-- Source passage --

>>

Harmful algal blooms (HABs)
Algae can cause HABs in marine waters and can affect nearby beaches. Summarize on the Marine Annual
Sanitary Survey whether any HABs occurred over the past year and how they affected the beach water quality
and recreational activities.
On the annual survey state whether any HABs were observed during the swim season and include the type of
bloom, dates, species, and effects, if known. State whether the bloom was determined to be toxic or harmful and
add images to document HABs. Consult Section 4.6 for more details.
Dangerous aquatic organisms
You might want to list any other aquatic organisms that were found near the swimming area, such as jellyfish, sea
nettles, and so forth. These are not known to affect bacteria concentrations or water quality in general, but this can
be useful information from a public safety standpoint. Describe the location of where these organisms were found
(e.g., swimming area, beach near swimming area, downshore of swimming area).

<<

-- Instructions --
a. Echo the sanitary survey guidance word for word, from "On the annual" up to and including "for more details.".
b. Decide whether each statement agrees with the sanitary survey guidance. Answer yes or no for each, quoting the words that settle it: (i) jellyfish and sea nettles are known to affect bacteria concentrations; (ii) the annual survey should say whether a bloom was determined to be toxic or harmful; (iii) readers are pointed to Section 4.6 for more details on HABs.
The records come from a separate source unrelated to the sanitary survey guidance.

-- Records provided --
>>

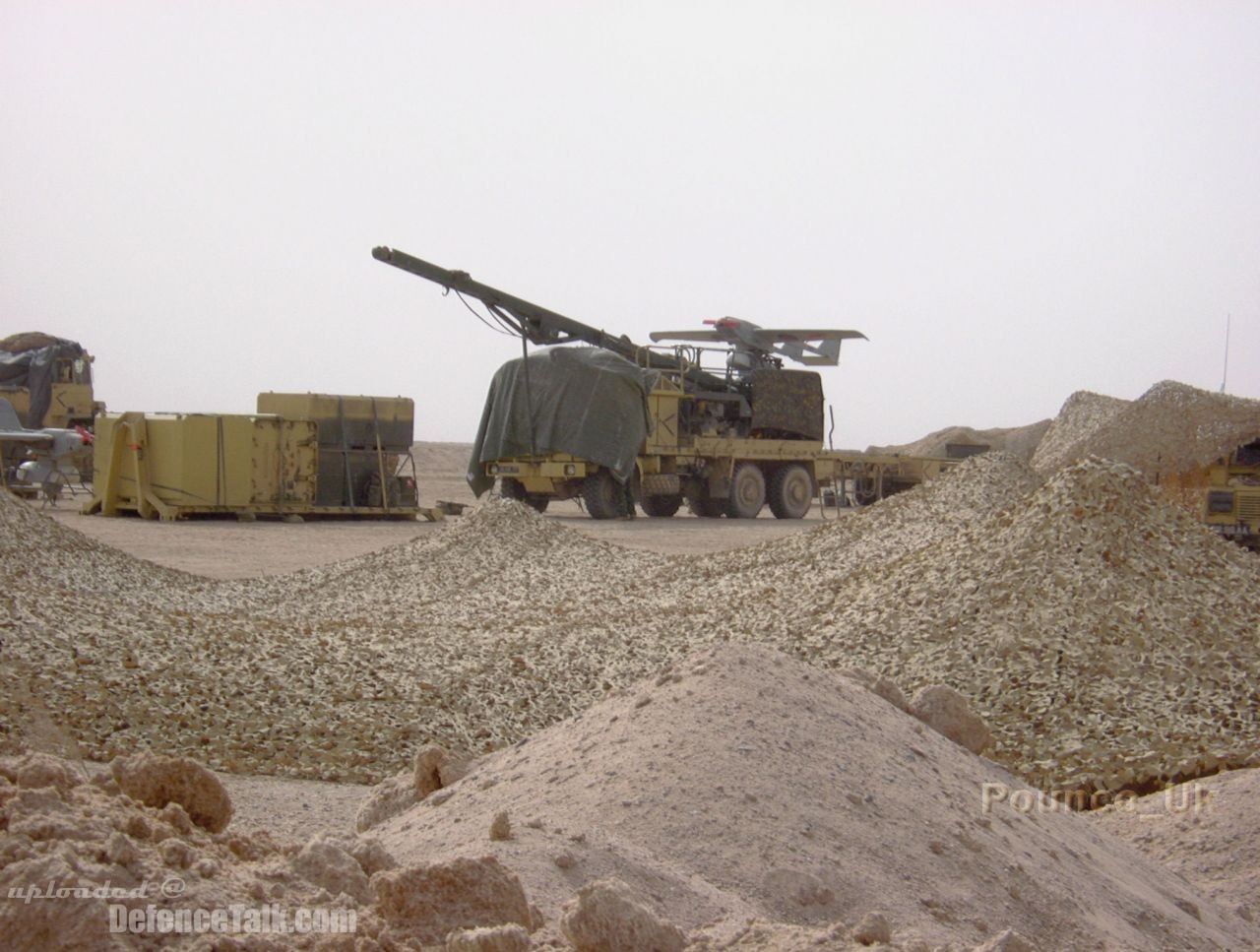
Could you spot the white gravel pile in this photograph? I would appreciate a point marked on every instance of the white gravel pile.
(1107, 640)
(1089, 622)
(1169, 430)
(1018, 441)
(1081, 416)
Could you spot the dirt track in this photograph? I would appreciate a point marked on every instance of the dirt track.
(225, 548)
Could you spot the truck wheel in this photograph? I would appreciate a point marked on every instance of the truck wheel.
(603, 495)
(747, 492)
(791, 492)
(661, 506)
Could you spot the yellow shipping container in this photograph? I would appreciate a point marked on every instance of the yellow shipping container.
(173, 466)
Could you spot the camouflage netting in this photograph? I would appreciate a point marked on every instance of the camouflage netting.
(27, 360)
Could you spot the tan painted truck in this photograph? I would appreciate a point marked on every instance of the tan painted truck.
(612, 422)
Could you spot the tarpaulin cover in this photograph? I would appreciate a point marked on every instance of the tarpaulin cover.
(27, 360)
(579, 400)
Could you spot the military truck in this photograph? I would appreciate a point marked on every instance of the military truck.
(615, 422)
(1231, 503)
(48, 382)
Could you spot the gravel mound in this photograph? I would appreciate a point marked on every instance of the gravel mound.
(1106, 640)
(1169, 430)
(743, 785)
(1018, 441)
(1081, 416)
(1206, 831)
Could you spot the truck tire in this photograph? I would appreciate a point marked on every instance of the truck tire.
(747, 492)
(661, 506)
(791, 492)
(603, 495)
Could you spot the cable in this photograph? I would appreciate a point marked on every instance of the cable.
(473, 313)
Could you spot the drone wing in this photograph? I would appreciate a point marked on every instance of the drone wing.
(706, 336)
(775, 336)
(811, 349)
(31, 438)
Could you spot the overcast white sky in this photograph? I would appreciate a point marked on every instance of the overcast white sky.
(1013, 201)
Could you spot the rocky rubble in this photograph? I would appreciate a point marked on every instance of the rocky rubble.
(741, 785)
(1103, 637)
(1169, 430)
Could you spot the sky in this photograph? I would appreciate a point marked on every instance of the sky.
(1013, 201)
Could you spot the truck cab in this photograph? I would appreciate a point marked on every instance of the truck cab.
(1232, 499)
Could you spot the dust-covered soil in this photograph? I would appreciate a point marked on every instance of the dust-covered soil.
(654, 732)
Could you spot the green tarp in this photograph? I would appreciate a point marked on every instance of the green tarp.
(580, 400)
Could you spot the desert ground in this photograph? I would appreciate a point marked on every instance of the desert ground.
(508, 730)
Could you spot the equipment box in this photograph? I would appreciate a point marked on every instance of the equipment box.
(347, 422)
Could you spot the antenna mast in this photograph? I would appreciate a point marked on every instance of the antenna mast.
(1225, 375)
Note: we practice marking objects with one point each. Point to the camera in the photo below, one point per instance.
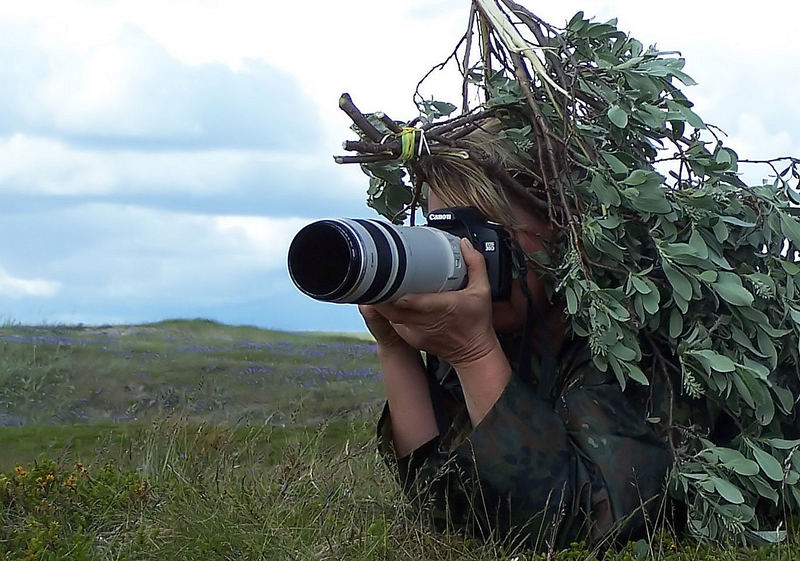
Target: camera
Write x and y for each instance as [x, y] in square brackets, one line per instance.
[363, 261]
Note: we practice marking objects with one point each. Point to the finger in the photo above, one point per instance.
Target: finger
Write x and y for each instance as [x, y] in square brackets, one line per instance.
[476, 265]
[424, 303]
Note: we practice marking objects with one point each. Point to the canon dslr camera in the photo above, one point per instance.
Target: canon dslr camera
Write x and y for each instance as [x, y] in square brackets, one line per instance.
[361, 261]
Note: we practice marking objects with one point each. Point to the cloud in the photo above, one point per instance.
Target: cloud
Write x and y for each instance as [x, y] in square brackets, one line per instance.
[14, 287]
[39, 172]
[123, 263]
[127, 91]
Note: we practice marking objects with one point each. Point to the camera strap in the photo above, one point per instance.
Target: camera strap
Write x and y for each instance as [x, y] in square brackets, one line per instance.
[547, 364]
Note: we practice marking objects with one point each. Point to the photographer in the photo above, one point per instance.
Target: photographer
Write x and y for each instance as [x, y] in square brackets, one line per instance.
[553, 451]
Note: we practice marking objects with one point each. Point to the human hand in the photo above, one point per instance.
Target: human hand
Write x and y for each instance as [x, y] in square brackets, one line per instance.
[454, 325]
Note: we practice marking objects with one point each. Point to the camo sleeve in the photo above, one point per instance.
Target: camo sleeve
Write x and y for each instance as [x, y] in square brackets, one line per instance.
[582, 467]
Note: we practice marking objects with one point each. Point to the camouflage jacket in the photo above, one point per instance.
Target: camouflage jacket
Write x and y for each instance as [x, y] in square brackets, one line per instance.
[579, 464]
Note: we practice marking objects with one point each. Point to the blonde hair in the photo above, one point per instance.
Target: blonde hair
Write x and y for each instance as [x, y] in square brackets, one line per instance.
[458, 181]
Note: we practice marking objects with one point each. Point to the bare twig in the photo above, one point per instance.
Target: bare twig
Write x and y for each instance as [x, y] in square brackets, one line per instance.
[346, 104]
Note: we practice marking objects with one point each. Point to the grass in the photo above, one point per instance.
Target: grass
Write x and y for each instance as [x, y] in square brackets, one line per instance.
[195, 440]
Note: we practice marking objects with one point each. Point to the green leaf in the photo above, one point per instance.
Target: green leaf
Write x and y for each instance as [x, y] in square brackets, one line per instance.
[790, 228]
[675, 324]
[782, 444]
[742, 466]
[680, 283]
[607, 194]
[686, 114]
[728, 490]
[618, 116]
[732, 291]
[572, 300]
[637, 177]
[614, 163]
[714, 360]
[769, 465]
[622, 352]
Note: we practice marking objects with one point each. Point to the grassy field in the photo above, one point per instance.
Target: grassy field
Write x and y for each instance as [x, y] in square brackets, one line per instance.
[194, 440]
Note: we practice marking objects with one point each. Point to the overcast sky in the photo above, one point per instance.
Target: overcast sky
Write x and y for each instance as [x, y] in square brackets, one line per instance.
[156, 157]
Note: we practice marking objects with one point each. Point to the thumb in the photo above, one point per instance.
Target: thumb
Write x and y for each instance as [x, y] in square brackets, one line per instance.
[476, 265]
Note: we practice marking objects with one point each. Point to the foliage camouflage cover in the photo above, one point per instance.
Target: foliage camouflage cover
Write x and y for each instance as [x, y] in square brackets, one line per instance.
[682, 277]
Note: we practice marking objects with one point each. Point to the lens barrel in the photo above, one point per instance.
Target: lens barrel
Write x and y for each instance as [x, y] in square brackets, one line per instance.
[360, 261]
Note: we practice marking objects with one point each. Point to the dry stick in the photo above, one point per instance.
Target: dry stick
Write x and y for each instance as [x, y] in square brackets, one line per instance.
[524, 78]
[365, 159]
[530, 20]
[392, 147]
[358, 118]
[468, 48]
[483, 28]
[439, 66]
[447, 126]
[390, 124]
[494, 168]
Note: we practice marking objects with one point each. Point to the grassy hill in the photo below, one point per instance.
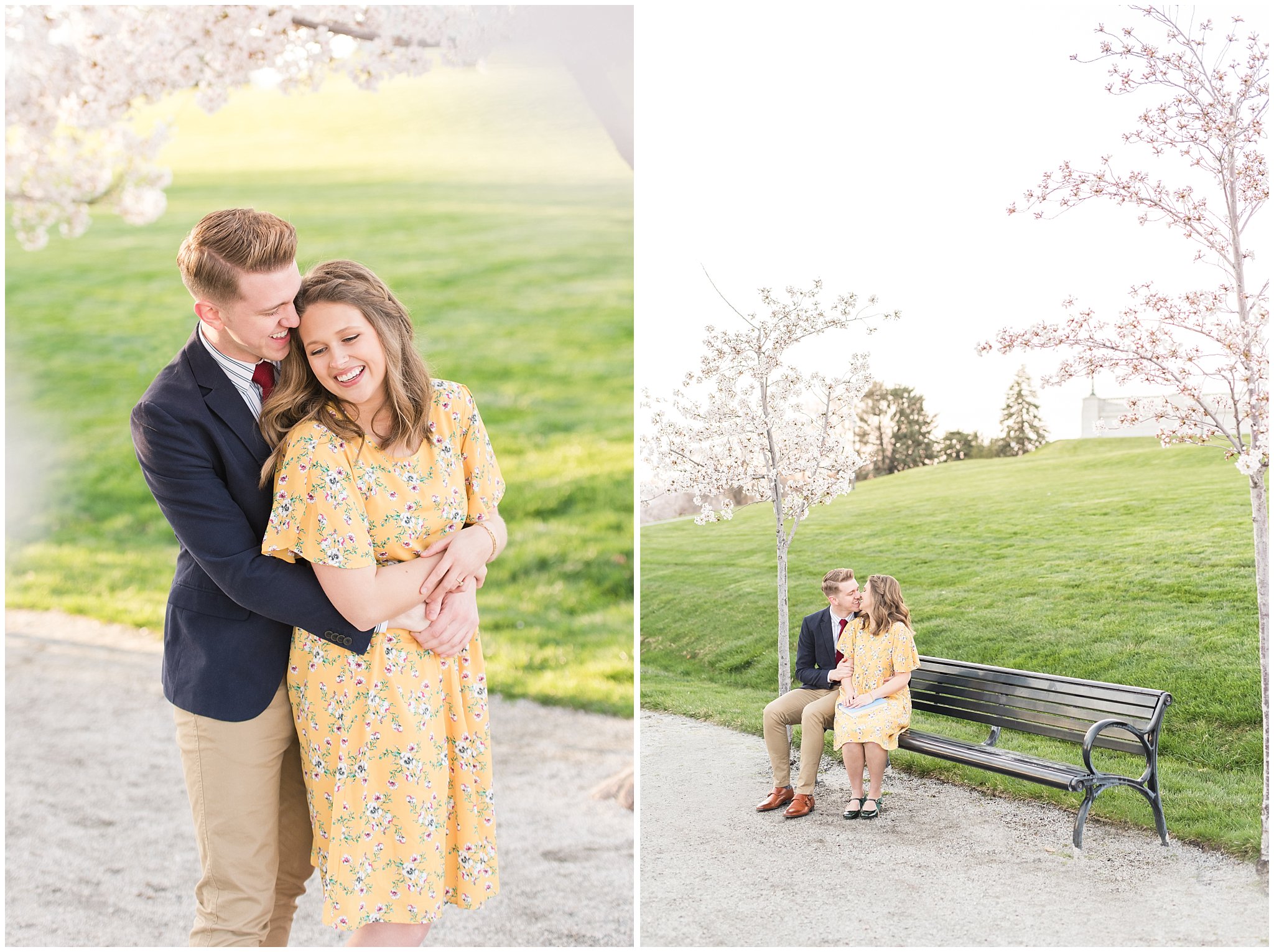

<<

-- Problem solutions --
a.
On the annual survey state whether any HABs were observed during the swim season and include the type of
bloom, dates, species, and effects, if known. State whether the bloom was determined to be toxic or harmful and
add images to document HABs. Consult Section 4.6 for more details.

b.
(i) No: "These are not known to affect bacteria concentrations or water quality in general"
(ii) Yes: "State whether the bloom was determined to be toxic or harmful"
(iii) Yes: "Consult Section 4.6 for more details."